EXERCISE DESCRIPTION – Present every line of the records below as a numbered list, leaving out the blank lines.

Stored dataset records
-=-=-

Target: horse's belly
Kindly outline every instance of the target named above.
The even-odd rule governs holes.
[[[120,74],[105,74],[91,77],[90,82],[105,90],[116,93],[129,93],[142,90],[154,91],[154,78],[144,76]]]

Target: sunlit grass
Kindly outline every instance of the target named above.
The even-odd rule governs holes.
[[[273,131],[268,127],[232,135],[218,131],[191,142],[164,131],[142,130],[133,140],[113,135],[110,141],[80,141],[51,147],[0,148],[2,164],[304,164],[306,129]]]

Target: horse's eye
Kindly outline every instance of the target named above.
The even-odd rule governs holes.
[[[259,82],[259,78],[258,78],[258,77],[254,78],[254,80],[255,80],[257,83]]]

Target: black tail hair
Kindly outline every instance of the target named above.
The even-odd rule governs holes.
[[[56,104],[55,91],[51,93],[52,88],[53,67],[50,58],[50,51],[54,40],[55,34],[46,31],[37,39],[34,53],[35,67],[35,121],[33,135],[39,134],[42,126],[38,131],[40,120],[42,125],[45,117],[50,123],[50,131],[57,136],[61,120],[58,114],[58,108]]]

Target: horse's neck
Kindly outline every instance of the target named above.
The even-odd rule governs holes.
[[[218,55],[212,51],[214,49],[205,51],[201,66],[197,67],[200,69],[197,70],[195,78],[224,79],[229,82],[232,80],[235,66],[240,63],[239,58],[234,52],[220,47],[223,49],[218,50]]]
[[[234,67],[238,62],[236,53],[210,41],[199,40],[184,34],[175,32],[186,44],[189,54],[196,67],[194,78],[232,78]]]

-=-=-

CORRECT ANSWER –
1. Target: horse's belly
2. Kindly outline every instance of the target named above.
3. The even-odd rule governs holes.
4. [[[120,74],[105,74],[91,77],[90,82],[105,90],[116,93],[129,93],[142,90],[154,91],[154,78],[144,76]]]
5. Target: sunlit grass
6. Kindly outline every instance of the target named above.
7. The even-odd rule governs holes.
8. [[[273,131],[268,127],[232,135],[218,131],[191,142],[164,131],[142,130],[133,140],[113,135],[110,141],[80,141],[51,147],[0,148],[2,164],[304,164],[306,129]]]
9. Target: horse's eye
10. Kindly outline every instance of the target named above.
11. The even-odd rule governs holes.
12. [[[259,82],[259,78],[258,78],[258,77],[254,78],[254,80],[255,80],[257,83]]]
13. Target: black tail hair
14. Kindly outline every instance of the target named above.
15. The even-odd rule governs holes.
16. [[[56,104],[55,91],[51,93],[52,88],[53,67],[50,58],[50,51],[54,40],[55,34],[46,31],[37,39],[34,53],[35,67],[35,121],[33,135],[39,134],[42,126],[38,131],[40,120],[42,125],[45,117],[50,123],[50,131],[57,136],[61,120],[58,114],[58,108]]]
17. Target: horse's neck
18. Kindly outline every instance of the target named above.
19. The even-odd rule governs holes.
20. [[[218,55],[212,51],[214,49],[205,51],[201,66],[197,67],[200,69],[197,70],[195,78],[224,79],[229,82],[232,80],[235,66],[240,63],[239,58],[234,52],[220,47],[223,49],[218,50]]]
21. [[[234,67],[238,62],[236,53],[210,41],[199,40],[184,34],[175,32],[186,44],[189,54],[196,67],[194,78],[232,78]]]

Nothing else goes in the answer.